* **Records provided**
---+---

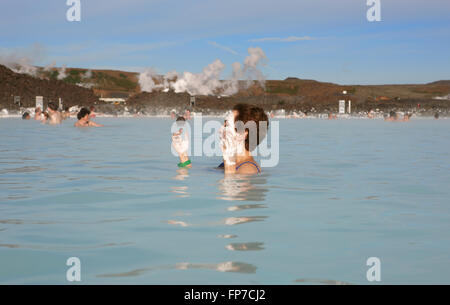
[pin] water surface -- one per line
(343, 191)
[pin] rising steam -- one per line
(208, 81)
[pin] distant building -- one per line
(112, 100)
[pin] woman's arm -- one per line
(93, 124)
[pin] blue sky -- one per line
(327, 40)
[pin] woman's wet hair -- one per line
(53, 106)
(83, 112)
(252, 113)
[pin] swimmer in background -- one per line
(54, 114)
(92, 115)
(45, 117)
(26, 116)
(187, 114)
(392, 117)
(38, 114)
(406, 117)
(83, 119)
(66, 113)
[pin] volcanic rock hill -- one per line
(28, 87)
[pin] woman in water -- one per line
(238, 140)
(83, 119)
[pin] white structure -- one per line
(342, 107)
(342, 104)
(112, 100)
(40, 102)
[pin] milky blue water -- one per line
(343, 191)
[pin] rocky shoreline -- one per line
(291, 97)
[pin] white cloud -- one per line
(227, 49)
(282, 39)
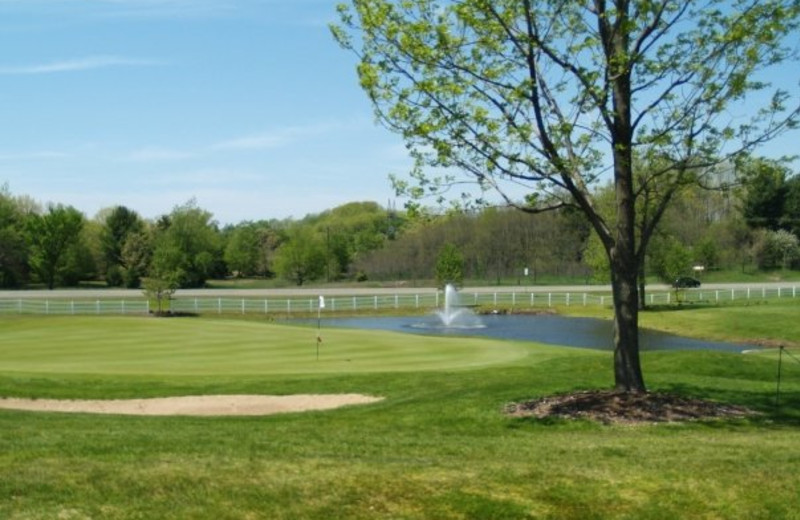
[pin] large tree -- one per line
(532, 96)
(51, 237)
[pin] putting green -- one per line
(196, 346)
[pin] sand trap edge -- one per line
(194, 405)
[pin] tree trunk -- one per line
(627, 367)
(642, 295)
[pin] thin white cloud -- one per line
(156, 154)
(282, 137)
(75, 65)
(33, 156)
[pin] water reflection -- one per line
(556, 330)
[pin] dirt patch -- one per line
(194, 405)
(609, 407)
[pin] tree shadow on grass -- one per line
(772, 409)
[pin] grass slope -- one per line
(438, 446)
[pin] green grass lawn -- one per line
(438, 446)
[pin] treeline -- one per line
(754, 226)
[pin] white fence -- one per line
(509, 298)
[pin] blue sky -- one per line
(247, 106)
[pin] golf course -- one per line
(433, 440)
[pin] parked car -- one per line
(684, 282)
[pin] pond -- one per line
(555, 330)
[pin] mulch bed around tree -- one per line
(612, 407)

---+---

* **What to work on**
Reproduce the records verbatim, omitting all images they contain.

* **Answer for the task**
[pin] water surface -- one per line
(343, 191)
[pin] rising steam -- one per line
(208, 81)
[pin] distant building -- one per line
(112, 100)
[pin] woman's arm -- one per line
(93, 124)
[pin] blue sky -- one per line
(327, 40)
[pin] woman's wet hair -- one per line
(53, 106)
(83, 112)
(252, 113)
[pin] swimmer in background -- one per line
(54, 114)
(92, 115)
(45, 117)
(26, 116)
(187, 114)
(392, 117)
(38, 114)
(406, 117)
(83, 119)
(66, 113)
[pin] volcanic rock hill -- one per line
(28, 87)
[pin] woman in water -- one per line
(238, 140)
(83, 119)
[pin] white structure -- one per line
(342, 107)
(342, 104)
(112, 100)
(40, 102)
[pin] milky blue water -- one per line
(343, 191)
[pin] rocky shoreline -- one per line
(291, 97)
[pin] white cloud -- one per line
(227, 49)
(282, 39)
[pin] large tree -- one per line
(532, 96)
(51, 237)
[pin] putting green -- one per line
(196, 346)
[pin] sand trap edge -- one per line
(194, 405)
[pin] tree trunk -- one per line
(627, 367)
(642, 295)
[pin] thin white cloud -- one per line
(156, 154)
(282, 137)
(75, 65)
(33, 156)
[pin] water reflection -- one per line
(556, 330)
[pin] dirt patch -- one per line
(194, 405)
(609, 407)
[pin] tree shadow on grass -- one per line
(772, 409)
[pin] grass slope -- one per line
(438, 446)
[pin] green grass lawn -- one per line
(438, 446)
[pin] treeline -- one per line
(754, 226)
[pin] white fence -- one per line
(509, 298)
[pin] blue sky -- one per line
(247, 106)
[pin] golf course -- one per line
(433, 440)
[pin] parked car -- one per line
(684, 282)
[pin] pond -- one per line
(555, 330)
[pin] mulch bed around tree -- one per line
(612, 407)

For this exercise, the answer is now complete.